> Written problem
Could you arrange the lines below, from the one containing "Run detection for white office" through the end of the rows (both ends included), as a JSON list of strings with one string per line and blank lines left out?

[Stored items from a collection]
** BEGIN **
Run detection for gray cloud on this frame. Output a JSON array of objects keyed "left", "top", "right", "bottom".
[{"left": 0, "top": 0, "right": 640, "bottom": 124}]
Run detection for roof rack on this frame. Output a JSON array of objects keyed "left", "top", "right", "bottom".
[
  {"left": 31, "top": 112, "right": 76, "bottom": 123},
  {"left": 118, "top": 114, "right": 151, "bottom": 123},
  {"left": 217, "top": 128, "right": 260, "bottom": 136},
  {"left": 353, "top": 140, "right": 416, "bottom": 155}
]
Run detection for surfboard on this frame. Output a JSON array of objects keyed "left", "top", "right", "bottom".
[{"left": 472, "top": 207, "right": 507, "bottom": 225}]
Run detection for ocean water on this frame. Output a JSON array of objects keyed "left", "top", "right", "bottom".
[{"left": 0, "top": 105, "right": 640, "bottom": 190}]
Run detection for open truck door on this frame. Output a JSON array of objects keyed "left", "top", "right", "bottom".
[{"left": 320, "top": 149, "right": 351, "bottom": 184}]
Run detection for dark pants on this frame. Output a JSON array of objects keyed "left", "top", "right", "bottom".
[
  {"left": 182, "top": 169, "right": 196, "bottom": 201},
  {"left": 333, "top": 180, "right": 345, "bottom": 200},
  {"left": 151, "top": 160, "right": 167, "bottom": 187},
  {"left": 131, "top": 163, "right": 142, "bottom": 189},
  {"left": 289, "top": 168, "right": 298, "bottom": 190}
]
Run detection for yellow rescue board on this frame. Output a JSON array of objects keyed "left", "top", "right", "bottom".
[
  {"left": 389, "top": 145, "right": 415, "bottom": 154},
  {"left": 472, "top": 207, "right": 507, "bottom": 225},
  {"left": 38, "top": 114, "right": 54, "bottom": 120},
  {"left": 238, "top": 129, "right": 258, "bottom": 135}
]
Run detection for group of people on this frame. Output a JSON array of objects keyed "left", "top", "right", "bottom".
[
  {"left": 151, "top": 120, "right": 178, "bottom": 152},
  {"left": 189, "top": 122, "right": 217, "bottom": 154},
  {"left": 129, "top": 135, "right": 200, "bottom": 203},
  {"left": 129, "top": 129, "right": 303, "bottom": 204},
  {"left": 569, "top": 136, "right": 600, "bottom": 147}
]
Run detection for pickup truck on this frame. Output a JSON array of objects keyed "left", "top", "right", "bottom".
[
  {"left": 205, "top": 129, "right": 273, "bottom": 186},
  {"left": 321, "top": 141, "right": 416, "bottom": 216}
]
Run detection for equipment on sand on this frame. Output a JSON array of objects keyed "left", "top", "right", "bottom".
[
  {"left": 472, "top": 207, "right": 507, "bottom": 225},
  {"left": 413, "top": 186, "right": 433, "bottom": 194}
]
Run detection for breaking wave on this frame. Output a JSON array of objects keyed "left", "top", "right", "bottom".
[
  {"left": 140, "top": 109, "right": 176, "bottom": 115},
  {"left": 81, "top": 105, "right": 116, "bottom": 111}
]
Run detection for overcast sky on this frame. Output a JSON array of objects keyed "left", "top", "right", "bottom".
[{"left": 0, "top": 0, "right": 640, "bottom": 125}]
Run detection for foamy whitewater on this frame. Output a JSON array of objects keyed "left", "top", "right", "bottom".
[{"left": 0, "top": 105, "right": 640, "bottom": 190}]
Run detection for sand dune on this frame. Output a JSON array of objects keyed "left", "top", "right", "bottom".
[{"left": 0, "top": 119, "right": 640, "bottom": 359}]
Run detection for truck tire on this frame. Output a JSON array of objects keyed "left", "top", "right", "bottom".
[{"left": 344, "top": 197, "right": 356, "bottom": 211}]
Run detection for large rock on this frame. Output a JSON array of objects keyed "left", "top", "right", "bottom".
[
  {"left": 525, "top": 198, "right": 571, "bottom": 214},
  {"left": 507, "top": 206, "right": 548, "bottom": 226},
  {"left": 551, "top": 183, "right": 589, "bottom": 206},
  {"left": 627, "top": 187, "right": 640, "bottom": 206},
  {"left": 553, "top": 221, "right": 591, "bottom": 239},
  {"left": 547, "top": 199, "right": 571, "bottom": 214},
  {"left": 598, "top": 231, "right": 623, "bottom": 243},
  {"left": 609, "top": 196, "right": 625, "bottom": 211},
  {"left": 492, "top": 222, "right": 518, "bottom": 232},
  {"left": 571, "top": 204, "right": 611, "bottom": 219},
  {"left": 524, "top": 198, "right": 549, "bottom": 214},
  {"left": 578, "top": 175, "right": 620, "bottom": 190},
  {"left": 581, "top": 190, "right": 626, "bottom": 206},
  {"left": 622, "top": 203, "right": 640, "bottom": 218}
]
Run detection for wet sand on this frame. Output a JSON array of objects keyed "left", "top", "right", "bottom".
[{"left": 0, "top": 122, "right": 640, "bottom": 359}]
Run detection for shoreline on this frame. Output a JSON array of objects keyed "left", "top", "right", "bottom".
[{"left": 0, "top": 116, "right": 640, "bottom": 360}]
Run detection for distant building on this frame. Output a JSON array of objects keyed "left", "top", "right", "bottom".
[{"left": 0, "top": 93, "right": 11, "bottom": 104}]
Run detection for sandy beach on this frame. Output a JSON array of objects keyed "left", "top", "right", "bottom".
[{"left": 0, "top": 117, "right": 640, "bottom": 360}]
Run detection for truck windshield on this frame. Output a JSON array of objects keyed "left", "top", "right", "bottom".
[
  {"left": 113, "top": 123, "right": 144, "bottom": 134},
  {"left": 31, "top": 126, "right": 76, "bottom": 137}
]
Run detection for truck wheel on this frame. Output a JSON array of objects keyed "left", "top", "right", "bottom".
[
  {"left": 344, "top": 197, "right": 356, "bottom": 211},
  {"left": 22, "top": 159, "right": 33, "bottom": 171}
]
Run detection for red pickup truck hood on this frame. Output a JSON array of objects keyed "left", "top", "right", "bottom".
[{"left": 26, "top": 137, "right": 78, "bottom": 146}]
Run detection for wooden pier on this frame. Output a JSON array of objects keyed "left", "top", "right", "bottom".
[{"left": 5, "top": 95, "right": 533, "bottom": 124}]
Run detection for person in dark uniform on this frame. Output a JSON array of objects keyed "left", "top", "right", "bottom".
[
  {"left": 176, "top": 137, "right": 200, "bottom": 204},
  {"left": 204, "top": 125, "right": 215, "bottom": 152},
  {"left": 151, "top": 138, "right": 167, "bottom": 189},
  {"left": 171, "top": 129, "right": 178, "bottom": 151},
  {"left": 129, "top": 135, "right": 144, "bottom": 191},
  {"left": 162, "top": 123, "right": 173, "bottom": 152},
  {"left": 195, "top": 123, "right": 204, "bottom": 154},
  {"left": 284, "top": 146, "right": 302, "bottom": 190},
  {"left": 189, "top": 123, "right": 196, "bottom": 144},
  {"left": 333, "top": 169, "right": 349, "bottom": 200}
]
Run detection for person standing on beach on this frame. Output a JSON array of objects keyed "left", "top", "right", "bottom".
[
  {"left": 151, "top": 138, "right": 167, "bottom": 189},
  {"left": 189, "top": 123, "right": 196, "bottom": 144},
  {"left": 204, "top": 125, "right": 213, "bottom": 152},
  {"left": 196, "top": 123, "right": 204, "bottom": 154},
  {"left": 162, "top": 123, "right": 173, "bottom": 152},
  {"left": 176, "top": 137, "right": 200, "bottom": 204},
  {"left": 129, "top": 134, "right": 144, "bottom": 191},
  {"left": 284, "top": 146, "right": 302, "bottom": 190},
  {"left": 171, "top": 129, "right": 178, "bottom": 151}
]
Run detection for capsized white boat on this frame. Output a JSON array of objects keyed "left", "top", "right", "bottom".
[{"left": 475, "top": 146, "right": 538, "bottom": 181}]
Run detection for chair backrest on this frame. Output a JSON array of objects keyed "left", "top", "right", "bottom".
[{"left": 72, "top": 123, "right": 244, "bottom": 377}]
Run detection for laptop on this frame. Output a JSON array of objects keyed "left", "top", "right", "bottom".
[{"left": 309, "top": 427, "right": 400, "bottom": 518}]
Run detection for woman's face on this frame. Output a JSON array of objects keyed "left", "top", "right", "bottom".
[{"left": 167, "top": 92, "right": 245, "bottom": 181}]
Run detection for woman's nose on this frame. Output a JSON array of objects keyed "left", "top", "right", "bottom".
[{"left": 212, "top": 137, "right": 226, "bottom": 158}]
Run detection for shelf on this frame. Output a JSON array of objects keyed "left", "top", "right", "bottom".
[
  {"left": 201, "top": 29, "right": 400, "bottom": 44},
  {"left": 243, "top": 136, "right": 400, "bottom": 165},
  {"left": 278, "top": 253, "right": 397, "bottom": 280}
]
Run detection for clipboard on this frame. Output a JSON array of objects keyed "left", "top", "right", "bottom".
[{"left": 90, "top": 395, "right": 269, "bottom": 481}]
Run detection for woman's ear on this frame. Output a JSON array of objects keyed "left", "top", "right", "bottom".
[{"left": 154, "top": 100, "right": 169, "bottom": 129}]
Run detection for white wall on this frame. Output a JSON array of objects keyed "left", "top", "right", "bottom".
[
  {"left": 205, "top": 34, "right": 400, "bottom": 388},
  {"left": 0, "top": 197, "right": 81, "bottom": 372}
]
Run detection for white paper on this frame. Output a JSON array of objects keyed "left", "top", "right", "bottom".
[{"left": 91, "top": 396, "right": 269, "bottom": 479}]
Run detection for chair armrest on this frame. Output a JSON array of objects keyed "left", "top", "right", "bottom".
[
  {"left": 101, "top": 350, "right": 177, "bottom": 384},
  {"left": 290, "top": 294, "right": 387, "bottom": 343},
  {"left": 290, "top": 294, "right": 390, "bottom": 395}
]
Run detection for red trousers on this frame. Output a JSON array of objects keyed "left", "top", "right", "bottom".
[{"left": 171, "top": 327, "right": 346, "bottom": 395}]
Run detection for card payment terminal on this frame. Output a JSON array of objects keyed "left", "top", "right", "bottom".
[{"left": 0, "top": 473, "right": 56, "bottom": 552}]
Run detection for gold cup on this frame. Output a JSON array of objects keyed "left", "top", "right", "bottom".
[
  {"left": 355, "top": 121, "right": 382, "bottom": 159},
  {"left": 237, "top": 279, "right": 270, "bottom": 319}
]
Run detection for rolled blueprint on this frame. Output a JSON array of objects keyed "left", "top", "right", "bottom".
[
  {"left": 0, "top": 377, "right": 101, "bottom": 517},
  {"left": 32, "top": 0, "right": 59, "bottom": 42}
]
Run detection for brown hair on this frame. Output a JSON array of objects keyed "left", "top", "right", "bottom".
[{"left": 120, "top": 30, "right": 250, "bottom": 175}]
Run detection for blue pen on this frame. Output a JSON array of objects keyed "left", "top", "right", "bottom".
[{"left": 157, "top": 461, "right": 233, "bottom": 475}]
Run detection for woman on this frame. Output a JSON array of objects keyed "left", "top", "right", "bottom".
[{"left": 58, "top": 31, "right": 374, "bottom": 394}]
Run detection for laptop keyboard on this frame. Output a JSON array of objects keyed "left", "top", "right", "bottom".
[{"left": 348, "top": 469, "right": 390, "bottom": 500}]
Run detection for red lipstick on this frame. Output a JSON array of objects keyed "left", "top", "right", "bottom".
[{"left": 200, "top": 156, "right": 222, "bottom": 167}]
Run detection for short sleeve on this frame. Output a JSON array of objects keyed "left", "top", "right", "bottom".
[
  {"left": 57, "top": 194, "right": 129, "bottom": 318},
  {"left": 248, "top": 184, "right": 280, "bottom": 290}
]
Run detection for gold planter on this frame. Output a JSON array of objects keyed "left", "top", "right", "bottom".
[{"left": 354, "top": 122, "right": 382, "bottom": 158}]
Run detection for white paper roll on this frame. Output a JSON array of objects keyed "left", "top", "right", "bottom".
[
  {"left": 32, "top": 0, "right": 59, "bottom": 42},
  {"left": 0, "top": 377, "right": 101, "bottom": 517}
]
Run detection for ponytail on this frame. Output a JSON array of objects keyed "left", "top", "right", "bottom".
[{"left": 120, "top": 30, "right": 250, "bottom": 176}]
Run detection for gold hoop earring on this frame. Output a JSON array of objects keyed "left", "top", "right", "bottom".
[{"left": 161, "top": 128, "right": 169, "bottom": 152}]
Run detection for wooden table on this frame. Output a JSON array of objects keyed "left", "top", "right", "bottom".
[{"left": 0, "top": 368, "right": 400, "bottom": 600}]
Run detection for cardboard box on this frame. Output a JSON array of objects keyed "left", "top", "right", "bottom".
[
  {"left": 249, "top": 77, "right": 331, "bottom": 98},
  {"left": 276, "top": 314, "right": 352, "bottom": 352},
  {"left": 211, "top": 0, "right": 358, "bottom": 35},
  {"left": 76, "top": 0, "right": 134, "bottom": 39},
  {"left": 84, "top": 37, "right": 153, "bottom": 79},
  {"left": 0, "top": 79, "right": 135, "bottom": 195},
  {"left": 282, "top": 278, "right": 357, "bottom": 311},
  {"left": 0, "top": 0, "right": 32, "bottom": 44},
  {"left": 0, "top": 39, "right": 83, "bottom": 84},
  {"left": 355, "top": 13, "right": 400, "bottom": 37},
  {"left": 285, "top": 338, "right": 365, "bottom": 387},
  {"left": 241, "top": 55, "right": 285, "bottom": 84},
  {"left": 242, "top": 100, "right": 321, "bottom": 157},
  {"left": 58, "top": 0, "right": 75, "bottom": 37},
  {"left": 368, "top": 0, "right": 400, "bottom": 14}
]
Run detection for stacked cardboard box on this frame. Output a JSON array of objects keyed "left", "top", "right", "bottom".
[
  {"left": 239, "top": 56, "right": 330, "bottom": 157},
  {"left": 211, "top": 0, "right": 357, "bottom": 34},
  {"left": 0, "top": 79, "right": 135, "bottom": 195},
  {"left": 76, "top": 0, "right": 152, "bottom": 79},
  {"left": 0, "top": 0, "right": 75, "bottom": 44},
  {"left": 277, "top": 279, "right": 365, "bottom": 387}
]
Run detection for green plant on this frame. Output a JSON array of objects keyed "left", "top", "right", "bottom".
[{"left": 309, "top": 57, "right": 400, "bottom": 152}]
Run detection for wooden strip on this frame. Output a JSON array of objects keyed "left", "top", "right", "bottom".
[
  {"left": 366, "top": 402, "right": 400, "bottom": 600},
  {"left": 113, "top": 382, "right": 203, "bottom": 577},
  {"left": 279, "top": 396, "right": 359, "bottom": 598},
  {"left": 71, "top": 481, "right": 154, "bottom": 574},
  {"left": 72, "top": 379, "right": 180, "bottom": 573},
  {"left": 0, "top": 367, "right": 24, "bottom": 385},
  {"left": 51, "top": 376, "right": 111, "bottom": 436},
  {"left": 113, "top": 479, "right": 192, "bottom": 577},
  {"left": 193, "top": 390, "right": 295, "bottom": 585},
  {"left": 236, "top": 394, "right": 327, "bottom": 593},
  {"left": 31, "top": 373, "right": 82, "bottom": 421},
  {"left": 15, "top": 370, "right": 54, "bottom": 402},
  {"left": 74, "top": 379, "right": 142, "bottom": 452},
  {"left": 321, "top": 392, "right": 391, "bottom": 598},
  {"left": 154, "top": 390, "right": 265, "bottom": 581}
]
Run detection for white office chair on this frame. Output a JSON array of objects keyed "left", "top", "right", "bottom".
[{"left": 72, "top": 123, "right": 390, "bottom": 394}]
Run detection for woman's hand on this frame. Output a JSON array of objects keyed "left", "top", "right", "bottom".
** END **
> Written solution
[
  "Run detection for white office chair on this frame. Output a JSON array of objects keyed \"left\", \"top\", \"right\", \"bottom\".",
  "[{\"left\": 72, \"top\": 123, \"right\": 390, \"bottom\": 394}]",
  "Run detection for woman's hand on this frame. Output a JSON array of objects keyed \"left\", \"top\", \"right\", \"bottom\"."
]